Directions — Only lines holding the word "target" should be copied from the material.

*** Block opens ***

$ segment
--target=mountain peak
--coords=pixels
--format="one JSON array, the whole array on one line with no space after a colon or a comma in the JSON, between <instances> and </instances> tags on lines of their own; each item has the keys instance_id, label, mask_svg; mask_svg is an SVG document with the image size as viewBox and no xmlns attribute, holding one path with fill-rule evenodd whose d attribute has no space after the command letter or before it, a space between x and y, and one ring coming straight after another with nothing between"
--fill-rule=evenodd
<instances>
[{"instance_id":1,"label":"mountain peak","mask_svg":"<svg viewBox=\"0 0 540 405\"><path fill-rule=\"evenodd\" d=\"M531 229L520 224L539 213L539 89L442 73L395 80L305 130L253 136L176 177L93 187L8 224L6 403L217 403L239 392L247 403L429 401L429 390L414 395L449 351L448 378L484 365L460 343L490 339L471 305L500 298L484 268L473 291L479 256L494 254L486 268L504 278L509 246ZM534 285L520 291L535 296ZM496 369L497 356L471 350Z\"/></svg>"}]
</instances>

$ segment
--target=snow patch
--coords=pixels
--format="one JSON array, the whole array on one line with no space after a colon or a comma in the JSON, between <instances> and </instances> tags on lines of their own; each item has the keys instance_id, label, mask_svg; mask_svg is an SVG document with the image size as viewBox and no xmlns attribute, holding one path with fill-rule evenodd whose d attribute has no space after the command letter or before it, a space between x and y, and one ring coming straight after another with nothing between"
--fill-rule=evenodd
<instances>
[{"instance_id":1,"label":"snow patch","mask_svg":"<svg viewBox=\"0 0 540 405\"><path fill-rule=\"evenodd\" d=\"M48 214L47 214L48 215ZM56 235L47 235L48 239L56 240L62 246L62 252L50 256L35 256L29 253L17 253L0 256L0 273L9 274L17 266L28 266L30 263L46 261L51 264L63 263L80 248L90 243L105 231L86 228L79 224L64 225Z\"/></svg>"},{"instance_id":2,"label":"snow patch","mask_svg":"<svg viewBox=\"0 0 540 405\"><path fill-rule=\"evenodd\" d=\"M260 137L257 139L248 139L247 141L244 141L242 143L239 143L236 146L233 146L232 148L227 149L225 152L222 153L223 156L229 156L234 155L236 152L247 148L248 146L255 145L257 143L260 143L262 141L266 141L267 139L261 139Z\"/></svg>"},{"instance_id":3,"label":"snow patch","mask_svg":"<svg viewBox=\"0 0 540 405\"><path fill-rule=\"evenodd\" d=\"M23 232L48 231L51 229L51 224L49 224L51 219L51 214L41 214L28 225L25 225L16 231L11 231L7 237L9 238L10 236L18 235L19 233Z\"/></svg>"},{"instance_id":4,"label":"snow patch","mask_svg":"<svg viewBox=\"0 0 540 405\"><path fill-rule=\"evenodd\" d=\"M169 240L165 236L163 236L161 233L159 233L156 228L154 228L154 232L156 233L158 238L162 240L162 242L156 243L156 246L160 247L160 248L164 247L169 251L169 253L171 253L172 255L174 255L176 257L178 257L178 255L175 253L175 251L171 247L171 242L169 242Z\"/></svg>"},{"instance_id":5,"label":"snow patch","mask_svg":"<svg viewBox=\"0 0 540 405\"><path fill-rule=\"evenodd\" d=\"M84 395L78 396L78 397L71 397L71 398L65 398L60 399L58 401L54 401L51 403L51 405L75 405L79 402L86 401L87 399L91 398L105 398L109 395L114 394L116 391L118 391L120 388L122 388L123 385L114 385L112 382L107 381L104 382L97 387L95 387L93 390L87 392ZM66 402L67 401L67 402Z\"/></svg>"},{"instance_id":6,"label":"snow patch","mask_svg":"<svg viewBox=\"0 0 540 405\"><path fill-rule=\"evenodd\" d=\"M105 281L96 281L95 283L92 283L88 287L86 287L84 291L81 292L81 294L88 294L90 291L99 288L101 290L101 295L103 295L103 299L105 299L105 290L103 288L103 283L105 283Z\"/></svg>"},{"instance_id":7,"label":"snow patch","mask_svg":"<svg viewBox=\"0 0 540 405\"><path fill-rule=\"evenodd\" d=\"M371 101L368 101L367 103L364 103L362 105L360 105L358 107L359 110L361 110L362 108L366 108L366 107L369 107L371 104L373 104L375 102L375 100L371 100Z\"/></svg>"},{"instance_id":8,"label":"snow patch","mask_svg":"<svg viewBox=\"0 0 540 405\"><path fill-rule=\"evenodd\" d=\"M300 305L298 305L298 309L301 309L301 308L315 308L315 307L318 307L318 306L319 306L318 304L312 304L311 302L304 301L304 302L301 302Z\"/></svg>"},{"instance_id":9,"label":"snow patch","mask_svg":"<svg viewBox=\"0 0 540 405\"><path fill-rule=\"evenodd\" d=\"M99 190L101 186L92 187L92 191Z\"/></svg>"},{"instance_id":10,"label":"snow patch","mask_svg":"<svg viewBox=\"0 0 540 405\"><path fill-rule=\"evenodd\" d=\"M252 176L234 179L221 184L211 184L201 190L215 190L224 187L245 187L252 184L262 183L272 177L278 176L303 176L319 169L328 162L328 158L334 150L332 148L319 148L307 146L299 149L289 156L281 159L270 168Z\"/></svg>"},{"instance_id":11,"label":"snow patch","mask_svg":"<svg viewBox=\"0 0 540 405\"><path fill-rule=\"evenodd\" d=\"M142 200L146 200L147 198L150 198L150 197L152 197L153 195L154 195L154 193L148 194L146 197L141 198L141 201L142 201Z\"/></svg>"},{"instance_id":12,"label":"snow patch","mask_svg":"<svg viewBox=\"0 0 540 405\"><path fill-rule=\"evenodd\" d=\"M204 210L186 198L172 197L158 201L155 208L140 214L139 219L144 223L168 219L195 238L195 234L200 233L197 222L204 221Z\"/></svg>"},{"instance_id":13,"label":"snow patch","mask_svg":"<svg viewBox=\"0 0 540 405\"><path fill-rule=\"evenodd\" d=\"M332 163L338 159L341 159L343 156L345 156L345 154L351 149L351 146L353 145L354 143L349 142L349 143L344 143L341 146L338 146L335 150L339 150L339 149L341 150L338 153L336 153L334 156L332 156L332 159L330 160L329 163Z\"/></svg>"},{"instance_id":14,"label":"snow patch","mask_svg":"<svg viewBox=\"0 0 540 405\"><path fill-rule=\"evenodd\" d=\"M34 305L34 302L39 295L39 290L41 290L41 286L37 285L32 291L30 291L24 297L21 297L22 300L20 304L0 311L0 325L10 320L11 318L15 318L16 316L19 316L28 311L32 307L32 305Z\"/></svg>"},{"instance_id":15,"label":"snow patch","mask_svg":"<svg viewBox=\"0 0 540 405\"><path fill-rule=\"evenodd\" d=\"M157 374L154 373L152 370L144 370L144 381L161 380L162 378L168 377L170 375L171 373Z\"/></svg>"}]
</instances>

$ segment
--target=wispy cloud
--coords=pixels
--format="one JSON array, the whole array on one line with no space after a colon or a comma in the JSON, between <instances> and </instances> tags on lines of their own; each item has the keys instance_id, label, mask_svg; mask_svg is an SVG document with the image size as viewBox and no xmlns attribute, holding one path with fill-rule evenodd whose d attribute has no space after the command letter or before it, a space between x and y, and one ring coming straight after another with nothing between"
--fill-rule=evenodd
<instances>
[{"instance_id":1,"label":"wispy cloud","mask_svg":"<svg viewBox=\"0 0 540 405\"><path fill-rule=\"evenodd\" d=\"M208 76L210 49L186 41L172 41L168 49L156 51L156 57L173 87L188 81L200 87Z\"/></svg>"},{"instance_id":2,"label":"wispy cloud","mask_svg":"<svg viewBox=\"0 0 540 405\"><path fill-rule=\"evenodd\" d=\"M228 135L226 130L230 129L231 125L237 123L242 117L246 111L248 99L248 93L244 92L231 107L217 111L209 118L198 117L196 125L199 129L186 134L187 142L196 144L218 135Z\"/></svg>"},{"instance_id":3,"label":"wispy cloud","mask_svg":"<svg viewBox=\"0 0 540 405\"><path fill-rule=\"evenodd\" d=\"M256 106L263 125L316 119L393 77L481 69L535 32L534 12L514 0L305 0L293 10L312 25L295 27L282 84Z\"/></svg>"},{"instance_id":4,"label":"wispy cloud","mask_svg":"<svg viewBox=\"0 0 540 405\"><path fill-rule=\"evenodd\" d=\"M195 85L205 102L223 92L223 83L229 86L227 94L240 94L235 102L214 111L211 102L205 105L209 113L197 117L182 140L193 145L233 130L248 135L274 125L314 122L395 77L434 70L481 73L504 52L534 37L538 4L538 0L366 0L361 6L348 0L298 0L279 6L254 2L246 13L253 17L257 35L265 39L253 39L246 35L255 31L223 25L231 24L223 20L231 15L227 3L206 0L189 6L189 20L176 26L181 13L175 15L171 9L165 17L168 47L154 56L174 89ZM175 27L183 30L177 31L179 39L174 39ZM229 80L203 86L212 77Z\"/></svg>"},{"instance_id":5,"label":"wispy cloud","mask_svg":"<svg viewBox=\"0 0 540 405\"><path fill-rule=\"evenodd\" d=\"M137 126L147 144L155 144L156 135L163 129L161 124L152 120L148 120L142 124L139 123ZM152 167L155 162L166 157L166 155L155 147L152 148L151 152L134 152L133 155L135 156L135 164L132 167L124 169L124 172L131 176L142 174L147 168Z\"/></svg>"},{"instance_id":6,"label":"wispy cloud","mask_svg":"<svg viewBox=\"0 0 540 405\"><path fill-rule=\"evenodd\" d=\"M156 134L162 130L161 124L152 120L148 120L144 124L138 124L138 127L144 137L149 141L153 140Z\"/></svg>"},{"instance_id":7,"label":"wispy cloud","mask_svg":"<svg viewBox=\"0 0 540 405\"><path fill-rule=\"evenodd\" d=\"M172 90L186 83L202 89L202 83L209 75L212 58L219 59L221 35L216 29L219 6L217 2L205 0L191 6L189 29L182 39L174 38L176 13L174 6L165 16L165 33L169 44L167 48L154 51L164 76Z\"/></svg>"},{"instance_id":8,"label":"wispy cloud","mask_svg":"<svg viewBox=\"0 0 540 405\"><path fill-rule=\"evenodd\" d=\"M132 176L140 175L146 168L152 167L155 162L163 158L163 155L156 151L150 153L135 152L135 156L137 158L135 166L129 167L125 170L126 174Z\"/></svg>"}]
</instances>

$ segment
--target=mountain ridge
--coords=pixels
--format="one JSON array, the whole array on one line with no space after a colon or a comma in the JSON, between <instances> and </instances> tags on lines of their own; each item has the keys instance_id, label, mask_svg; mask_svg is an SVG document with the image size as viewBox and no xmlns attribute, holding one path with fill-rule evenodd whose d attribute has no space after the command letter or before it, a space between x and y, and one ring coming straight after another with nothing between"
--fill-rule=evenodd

*** Block closes ***

Task output —
--target=mountain peak
--target=snow patch
--target=wispy cloud
--target=mountain ridge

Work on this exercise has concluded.